**DIRECTIONS FOR THIS TASK:** Gather every line from the entries below that contains the string "viewBox", copying each one in full. Matching is case-sensitive.

(RECORD EXTRACTS Opens)

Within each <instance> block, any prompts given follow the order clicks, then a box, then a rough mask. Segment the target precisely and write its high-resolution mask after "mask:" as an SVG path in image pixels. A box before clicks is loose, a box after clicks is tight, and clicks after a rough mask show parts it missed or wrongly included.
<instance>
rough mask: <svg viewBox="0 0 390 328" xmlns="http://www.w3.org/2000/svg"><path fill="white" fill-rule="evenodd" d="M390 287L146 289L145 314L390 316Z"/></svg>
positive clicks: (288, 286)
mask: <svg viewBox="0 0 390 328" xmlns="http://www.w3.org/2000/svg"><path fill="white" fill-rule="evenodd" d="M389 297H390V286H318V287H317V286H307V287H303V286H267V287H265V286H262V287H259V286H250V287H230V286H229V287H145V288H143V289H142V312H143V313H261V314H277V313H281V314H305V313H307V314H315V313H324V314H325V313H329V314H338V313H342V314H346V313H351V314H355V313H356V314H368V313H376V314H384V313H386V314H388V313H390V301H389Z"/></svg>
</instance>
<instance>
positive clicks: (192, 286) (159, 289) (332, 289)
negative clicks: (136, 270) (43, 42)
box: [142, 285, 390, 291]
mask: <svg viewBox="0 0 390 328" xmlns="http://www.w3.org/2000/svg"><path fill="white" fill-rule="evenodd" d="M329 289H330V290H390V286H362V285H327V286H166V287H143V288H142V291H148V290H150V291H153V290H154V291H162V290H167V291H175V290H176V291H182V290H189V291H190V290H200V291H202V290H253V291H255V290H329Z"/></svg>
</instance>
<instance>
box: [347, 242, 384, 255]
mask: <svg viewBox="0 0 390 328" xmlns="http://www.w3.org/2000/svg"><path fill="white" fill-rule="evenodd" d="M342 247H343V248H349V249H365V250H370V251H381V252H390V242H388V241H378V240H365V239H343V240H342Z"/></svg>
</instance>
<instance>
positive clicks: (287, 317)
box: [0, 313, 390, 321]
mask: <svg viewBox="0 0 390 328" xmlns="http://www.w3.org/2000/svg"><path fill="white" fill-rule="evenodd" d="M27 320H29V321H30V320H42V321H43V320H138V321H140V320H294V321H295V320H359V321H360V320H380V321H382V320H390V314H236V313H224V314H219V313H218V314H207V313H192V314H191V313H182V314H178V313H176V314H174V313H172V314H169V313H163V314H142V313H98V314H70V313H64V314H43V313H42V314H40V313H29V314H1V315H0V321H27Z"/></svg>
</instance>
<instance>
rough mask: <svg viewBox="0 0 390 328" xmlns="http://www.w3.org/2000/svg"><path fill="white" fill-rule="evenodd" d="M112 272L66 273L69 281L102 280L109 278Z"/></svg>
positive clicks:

(RECORD EXTRACTS Closes)

**TASK RESULT:**
rough mask: <svg viewBox="0 0 390 328" xmlns="http://www.w3.org/2000/svg"><path fill="white" fill-rule="evenodd" d="M390 287L146 289L145 314L390 316Z"/></svg>
mask: <svg viewBox="0 0 390 328" xmlns="http://www.w3.org/2000/svg"><path fill="white" fill-rule="evenodd" d="M389 297H390V286H318V287H317V286H307V287H303V286H267V287H265V286H262V287H259V286H250V287H230V286H229V287H145V288H143V289H142V312H143V313H261V314H277V313H281V314H305V313H307V314H315V313H324V314H325V313H329V314H338V313H342V314H346V313H351V314H355V313H356V314H368V313H376V314H384V313H386V314H388V313H390V301H389Z"/></svg>
mask: <svg viewBox="0 0 390 328" xmlns="http://www.w3.org/2000/svg"><path fill="white" fill-rule="evenodd" d="M329 289H330V290H390V286H362V285H327V286H166V287H143V288H142V291H148V290H150V291H153V290H154V291H162V290H167V291H175V290H176V291H182V290H189V291H190V290H200V291H202V290H253V291H255V290H329Z"/></svg>
mask: <svg viewBox="0 0 390 328" xmlns="http://www.w3.org/2000/svg"><path fill="white" fill-rule="evenodd" d="M342 247H343V248H349V249H365V250H370V251H381V252H390V242H388V241H378V240H365V239H343V240H342Z"/></svg>
mask: <svg viewBox="0 0 390 328" xmlns="http://www.w3.org/2000/svg"><path fill="white" fill-rule="evenodd" d="M27 320H29V321H30V320H42V321H43V320H138V321H140V320H294V321H295V320H359V321H360V320H380V321H382V320H390V314H236V313H224V314H219V313H218V314H207V313H192V314H191V313H182V314H178V313H176V314H174V313H172V314H169V313H163V314H142V313H98V314H70V313H64V314H43V313H42V314H40V313H29V314H1V315H0V321H27Z"/></svg>
rough mask: <svg viewBox="0 0 390 328" xmlns="http://www.w3.org/2000/svg"><path fill="white" fill-rule="evenodd" d="M112 272L66 273L69 281L102 280L109 278Z"/></svg>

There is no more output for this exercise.